Work to complete:
Render the items below as a Markdown table with the columns "No." and "Entry." Begin at the line that has "[point] at the altar", go through to the end of the items, and leave out blank lines.

Material provided:

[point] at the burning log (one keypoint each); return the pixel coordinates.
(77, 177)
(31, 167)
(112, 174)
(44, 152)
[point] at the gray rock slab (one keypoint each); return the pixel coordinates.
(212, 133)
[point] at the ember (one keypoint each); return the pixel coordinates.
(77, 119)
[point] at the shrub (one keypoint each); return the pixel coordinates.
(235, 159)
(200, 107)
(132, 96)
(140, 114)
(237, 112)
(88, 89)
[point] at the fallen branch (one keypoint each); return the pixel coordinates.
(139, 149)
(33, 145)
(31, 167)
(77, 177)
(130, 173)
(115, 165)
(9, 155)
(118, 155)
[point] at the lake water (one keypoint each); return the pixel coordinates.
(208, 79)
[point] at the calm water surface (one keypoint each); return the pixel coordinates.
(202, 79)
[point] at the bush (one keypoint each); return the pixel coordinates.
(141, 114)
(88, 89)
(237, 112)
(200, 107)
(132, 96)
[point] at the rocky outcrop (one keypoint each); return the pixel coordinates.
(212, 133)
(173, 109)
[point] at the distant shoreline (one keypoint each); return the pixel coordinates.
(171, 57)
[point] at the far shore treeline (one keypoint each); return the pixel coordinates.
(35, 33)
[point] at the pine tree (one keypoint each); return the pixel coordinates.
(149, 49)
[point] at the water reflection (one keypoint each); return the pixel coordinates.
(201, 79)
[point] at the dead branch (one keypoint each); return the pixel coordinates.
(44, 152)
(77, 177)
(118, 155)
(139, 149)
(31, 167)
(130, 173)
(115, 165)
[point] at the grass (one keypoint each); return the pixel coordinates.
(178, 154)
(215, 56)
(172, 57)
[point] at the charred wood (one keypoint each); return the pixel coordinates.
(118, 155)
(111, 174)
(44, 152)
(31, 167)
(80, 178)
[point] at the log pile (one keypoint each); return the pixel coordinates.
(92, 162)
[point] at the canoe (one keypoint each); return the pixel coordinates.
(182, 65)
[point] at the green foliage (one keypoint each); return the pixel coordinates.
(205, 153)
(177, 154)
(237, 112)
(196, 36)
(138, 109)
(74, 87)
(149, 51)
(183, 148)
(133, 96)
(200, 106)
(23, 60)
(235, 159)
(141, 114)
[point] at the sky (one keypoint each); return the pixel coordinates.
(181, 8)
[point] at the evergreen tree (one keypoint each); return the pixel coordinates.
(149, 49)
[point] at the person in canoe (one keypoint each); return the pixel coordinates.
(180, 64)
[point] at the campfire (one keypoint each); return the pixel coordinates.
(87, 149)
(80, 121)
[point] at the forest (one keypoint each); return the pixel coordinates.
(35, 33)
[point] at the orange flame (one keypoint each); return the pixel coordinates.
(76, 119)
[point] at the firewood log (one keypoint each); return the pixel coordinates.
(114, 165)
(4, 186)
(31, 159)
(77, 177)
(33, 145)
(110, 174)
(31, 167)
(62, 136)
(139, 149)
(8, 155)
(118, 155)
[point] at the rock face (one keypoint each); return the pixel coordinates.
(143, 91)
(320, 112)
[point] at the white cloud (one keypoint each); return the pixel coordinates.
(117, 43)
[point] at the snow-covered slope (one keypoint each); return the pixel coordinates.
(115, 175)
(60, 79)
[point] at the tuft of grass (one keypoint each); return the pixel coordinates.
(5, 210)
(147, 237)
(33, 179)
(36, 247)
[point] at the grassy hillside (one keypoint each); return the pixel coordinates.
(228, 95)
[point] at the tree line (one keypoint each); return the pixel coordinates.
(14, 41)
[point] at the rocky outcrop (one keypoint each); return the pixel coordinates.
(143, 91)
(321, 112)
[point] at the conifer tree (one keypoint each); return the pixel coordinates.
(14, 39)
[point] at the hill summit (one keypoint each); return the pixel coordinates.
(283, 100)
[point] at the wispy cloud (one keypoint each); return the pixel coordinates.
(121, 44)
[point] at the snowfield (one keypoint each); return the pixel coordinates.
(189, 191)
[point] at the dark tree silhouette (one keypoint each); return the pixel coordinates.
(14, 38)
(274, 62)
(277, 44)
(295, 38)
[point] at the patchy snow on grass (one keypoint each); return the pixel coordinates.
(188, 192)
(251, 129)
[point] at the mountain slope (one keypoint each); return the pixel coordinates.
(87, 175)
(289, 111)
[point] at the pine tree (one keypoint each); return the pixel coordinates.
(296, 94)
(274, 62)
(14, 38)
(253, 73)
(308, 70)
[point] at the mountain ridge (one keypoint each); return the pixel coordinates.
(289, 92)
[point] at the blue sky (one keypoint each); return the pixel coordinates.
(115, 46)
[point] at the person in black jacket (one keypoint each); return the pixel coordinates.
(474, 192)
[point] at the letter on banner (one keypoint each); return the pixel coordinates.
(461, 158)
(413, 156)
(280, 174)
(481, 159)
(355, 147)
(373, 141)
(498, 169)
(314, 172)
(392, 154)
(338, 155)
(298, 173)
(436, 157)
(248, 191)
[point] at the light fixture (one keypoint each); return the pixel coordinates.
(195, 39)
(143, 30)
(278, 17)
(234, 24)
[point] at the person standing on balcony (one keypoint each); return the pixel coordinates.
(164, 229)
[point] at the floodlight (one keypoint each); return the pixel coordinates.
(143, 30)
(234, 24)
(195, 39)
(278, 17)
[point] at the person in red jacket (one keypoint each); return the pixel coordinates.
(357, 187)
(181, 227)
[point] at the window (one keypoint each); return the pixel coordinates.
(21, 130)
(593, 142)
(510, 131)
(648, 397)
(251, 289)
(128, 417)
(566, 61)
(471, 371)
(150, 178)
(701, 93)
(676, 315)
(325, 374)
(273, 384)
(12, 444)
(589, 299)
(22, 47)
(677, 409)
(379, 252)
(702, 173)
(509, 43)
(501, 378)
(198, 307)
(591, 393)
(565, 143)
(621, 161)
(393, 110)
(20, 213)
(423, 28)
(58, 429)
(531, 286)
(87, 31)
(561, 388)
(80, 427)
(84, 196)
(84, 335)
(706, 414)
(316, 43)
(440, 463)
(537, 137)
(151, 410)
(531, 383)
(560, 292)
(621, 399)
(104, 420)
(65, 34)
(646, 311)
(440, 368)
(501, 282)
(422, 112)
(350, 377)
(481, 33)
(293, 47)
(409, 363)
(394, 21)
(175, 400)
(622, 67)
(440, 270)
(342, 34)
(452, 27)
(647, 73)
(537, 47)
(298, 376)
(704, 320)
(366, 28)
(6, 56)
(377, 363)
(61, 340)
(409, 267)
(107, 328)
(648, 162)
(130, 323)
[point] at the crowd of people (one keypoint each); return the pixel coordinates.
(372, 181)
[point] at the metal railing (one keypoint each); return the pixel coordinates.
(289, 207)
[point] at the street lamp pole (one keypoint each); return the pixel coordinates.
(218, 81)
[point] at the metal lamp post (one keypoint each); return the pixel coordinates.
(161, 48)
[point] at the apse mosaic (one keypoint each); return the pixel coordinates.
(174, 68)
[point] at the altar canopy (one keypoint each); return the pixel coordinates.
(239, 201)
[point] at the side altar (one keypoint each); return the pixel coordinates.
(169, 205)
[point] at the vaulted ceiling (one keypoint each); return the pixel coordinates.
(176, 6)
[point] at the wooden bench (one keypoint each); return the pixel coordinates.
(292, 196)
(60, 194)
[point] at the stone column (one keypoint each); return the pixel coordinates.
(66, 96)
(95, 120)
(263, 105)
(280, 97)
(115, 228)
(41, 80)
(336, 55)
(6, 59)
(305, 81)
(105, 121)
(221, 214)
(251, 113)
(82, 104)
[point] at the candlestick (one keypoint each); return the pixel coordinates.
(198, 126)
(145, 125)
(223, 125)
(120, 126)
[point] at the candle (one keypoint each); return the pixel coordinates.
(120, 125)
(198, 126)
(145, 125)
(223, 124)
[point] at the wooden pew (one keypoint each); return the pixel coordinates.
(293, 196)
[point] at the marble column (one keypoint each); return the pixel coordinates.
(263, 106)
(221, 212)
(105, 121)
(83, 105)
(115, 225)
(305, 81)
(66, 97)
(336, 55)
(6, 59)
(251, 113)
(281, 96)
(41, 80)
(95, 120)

Response below:
| No. | Entry |
|---|---|
| 1 | [point] at the altar canopy (one keypoint each); return the pixel coordinates. |
| 2 | (239, 201) |
| 3 | [point] at the side altar (one keypoint each); return the pixel coordinates. |
| 4 | (169, 205) |
| 5 | [point] at the vaulted ceiling (one keypoint each); return the pixel coordinates. |
| 6 | (176, 6) |
| 7 | [point] at the wooden bench (one keypoint each); return the pixel coordinates. |
| 8 | (292, 196) |
| 9 | (60, 194) |
| 10 | [point] at the stone column (one keypoint each); return the pixel coordinates. |
| 11 | (66, 96) |
| 12 | (95, 120) |
| 13 | (263, 105) |
| 14 | (280, 97) |
| 15 | (115, 228) |
| 16 | (41, 80) |
| 17 | (336, 55) |
| 18 | (6, 59) |
| 19 | (305, 81) |
| 20 | (105, 121) |
| 21 | (221, 214) |
| 22 | (251, 113) |
| 23 | (82, 104) |
| 24 | [point] at the candlestick (one keypoint each); return the pixel coordinates. |
| 25 | (198, 126) |
| 26 | (145, 125) |
| 27 | (223, 125) |
| 28 | (120, 126) |
| 29 | [point] at the candle (one keypoint each); return the pixel coordinates. |
| 30 | (120, 125) |
| 31 | (198, 126) |
| 32 | (145, 125) |
| 33 | (223, 124) |
| 34 | [point] at the wooden pew (one keypoint each); return the pixel coordinates. |
| 35 | (293, 196) |
| 36 | [point] at the marble column (one keypoint each); return the pixel coordinates. |
| 37 | (263, 106) |
| 38 | (221, 212) |
| 39 | (105, 121) |
| 40 | (83, 105) |
| 41 | (115, 225) |
| 42 | (305, 81) |
| 43 | (66, 97) |
| 44 | (336, 55) |
| 45 | (6, 59) |
| 46 | (251, 113) |
| 47 | (281, 96) |
| 48 | (41, 80) |
| 49 | (95, 120) |